:: Source text ::
-- Start --

In fact, it's a monumental, almost Biblical vengeance kick that
may speak more about the soul of this nation than anything one
man could inflict from outside it.
Although
in recent years the specter of bin Laden had faded, his master
plan assured there would be no going back after 9/11 in any aspect
of social, political, or cultural existence. Not since the Civil
War has this nation been turned into a completely different thing
altogether -- and that was an inevitable internal struggle, not
the result of an abstract foreign interloper. It is fair to say
that no enemy of the United States, including the Nazis, the Empire
of Japan, or the Soviet Union, has shifted every single one of
our lives the way Osama bin Laden has.
Since
1996, Osama bin Laden had been the most prevalent symbol of anti-American
rhetoric and its resultant overt violence; boldly hitting American
embassies and ships, targeting hotels and tourist spots across
the globe. It was in that same year he officially declared war
on the United States. Yet, not only did bin Laden escape retribution
for the aforementioned deeds, he thrived. In the presidential
campaign of 2000, neither his name nor the name of his terrorist
network, al Qaeda was ever broached. Hundreds of hours of campaign
stumping, thousands of stories in thousands of newspapers and
of course debates galore; and not once by any candidate was Osama
bin Laden's growing mayhem ever cited. Worst of all, in the winter
of 2001 our federal government ignored a serious memo regarding
intelligence that bin Laden was a "direct threat", and then again
weeks before the attacks when the CIA warned of an imminent airplane
hijacking, which ultimately led to the tragedies of 9/11 and victory
for the invisible man.

-- End --

:: Tasks and exercises ::
- 1) List the enemies of the United States that the passage about Osama bin Laden names as examples when comparing their impact to his.
- 2) Write a continuation of the passage about Osama bin Laden, picking up after its final sentence.

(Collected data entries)
-- Start --

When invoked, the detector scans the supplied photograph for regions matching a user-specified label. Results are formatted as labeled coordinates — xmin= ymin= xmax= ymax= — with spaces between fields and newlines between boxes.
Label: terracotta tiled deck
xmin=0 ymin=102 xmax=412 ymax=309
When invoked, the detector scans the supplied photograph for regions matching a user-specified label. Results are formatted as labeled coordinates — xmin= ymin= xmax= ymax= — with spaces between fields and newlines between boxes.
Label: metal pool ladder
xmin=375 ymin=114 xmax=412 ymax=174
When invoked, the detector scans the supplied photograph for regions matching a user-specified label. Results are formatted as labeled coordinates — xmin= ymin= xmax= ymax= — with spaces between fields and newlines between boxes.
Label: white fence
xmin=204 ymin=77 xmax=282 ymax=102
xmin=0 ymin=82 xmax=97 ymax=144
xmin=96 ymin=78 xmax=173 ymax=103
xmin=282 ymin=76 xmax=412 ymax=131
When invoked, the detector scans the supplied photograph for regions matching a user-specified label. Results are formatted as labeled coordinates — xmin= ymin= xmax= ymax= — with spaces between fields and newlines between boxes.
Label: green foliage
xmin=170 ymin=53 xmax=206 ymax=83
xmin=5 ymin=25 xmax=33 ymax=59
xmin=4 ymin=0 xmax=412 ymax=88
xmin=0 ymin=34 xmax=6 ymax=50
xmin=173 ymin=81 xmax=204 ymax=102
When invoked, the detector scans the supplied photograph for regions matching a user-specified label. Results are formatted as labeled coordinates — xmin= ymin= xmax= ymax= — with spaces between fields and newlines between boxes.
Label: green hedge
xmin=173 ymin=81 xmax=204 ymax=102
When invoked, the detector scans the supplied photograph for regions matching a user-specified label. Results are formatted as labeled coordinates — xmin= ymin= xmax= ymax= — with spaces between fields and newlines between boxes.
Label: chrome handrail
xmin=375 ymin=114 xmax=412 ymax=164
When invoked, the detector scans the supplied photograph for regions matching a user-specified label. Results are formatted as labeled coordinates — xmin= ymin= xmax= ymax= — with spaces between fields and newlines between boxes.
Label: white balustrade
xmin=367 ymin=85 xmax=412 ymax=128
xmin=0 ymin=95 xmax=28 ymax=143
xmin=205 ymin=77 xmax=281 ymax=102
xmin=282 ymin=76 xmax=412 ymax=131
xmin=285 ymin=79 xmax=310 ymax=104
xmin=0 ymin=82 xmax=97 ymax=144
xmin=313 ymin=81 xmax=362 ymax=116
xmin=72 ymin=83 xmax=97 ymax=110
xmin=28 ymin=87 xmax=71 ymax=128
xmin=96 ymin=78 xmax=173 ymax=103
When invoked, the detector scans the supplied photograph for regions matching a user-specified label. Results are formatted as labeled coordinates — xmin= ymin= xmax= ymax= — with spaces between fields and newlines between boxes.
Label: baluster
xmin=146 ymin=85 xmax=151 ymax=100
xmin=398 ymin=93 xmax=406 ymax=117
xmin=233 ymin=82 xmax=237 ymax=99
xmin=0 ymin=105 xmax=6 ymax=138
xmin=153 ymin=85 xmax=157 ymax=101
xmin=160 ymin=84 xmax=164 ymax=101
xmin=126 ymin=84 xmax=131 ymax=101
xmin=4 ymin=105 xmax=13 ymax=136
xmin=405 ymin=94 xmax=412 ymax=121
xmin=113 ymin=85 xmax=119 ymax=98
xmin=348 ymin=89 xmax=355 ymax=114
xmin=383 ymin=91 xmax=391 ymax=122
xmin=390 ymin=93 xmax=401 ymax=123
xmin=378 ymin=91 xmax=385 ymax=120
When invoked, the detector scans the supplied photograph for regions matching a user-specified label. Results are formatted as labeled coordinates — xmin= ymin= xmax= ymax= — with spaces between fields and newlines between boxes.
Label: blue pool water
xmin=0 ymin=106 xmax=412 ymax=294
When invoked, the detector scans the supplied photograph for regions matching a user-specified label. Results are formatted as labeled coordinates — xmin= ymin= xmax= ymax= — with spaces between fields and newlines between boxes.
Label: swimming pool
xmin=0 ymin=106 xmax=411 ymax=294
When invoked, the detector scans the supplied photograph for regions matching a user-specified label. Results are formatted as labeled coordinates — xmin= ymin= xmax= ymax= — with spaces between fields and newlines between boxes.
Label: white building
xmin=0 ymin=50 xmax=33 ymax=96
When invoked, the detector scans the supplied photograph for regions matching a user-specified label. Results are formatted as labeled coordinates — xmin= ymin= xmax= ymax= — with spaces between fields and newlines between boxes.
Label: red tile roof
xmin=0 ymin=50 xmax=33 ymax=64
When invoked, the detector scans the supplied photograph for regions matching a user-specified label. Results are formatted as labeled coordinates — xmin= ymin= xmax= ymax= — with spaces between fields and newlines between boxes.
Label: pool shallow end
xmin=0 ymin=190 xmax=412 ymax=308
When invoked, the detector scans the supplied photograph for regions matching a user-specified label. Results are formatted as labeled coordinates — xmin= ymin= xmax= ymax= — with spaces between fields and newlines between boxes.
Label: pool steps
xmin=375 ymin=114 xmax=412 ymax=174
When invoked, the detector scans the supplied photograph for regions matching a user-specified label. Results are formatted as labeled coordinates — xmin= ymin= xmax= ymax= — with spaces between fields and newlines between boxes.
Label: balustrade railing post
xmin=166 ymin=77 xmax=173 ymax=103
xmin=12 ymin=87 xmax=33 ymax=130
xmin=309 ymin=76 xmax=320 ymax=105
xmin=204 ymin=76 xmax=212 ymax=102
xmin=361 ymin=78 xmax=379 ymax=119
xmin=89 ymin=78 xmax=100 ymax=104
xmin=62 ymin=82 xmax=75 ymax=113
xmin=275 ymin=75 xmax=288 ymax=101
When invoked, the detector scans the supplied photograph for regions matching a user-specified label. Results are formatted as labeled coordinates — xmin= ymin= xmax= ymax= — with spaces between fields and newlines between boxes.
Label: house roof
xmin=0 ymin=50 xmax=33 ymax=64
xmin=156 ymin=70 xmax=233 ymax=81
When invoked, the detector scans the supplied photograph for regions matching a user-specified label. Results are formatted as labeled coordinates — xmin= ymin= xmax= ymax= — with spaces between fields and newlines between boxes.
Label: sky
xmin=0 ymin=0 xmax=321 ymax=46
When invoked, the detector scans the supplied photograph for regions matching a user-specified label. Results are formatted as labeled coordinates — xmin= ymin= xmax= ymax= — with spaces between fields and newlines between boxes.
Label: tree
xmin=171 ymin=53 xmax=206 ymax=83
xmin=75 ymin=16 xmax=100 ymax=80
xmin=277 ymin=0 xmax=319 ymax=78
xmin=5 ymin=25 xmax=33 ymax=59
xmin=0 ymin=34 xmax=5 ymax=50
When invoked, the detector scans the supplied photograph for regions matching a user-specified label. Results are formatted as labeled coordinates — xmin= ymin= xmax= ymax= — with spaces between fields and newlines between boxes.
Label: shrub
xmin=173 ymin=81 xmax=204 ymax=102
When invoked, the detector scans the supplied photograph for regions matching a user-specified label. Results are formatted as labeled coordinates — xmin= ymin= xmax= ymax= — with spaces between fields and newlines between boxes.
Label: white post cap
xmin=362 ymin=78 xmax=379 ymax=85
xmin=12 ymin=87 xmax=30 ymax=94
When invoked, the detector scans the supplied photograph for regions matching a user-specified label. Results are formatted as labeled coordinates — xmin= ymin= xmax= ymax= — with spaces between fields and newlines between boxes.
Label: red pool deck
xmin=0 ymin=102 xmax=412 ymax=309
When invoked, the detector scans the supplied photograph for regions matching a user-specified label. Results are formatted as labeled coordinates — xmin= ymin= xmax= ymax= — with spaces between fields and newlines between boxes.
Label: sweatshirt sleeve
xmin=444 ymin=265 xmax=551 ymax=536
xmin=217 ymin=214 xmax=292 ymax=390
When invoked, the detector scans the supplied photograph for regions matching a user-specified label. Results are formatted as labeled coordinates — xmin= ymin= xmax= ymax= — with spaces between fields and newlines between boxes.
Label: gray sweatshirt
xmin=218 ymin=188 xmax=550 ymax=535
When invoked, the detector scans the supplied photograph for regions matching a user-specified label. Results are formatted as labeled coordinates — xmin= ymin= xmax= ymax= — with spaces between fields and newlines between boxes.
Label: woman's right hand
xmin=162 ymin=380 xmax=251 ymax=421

-- End --

:: Results by task ::
- 1) the Nazis, the Empire of Japan, the Soviet Union

- 2)
Truth
be told, bin Laden's invisible man act had become so darkly pathetic
this space had maintained since late September of 2001 that he
was already dead. This became a more distinct possibility once
the richest, most powerful nation in the world, with operatives
all over the planet and at least half of the countries in the
Middle East on the payroll, failed to locate him, much less capture
or kill him. For close to a decade, bin Laden's fugitive hide-and-seek
routine was the country's greatest failure, and because of it,
plunged this nation into several war fronts and deeper into debt.
All the while we traded in more and more of our civil rights in
an avalanche of paranoid incompetence. After threats and bombings,
invasions and terrorist plot thwarting, along with several key
arrests of his cronies, Gitmo and Homeland Security, torture,
fiery speeches and tough talk, still no bin Laden.
In
fact, by 2005, the Bush Administration, with its dumbfounded war
hawks Cheney, Rumsfeld and that poor sucker, Condoleezza Rice,
et al, closed down the special unit to bring the greatest single
American villain of the past half century to justice. The president
declared to the Washington press he had no idea where bin Laden
was and could not care less. Bush, the rough and ready faux cowboy,
smugly declared, "I don't even think about him."
And
of course this seemed like a good idea. The whole al Qaeda thing
was belly up by 2005; there was a second term to deal with and
the Iraq distraction, already a severe blight on the Bush presidency,
was escalating out of control. Afghanistan, another bust, had
been left to the dogs. Meanwhile Pakistan, the best anti-terror
partner in the region, was annually gathering up three and a half
billion of American dollars to weed out terrorists. Curiously,
in a suburb ten miles from its capital city and a stone's throw
from its military academy, a town teeming with retired generals
and lounging military types, Osama bin Laden built and occupied
a suburban fortress.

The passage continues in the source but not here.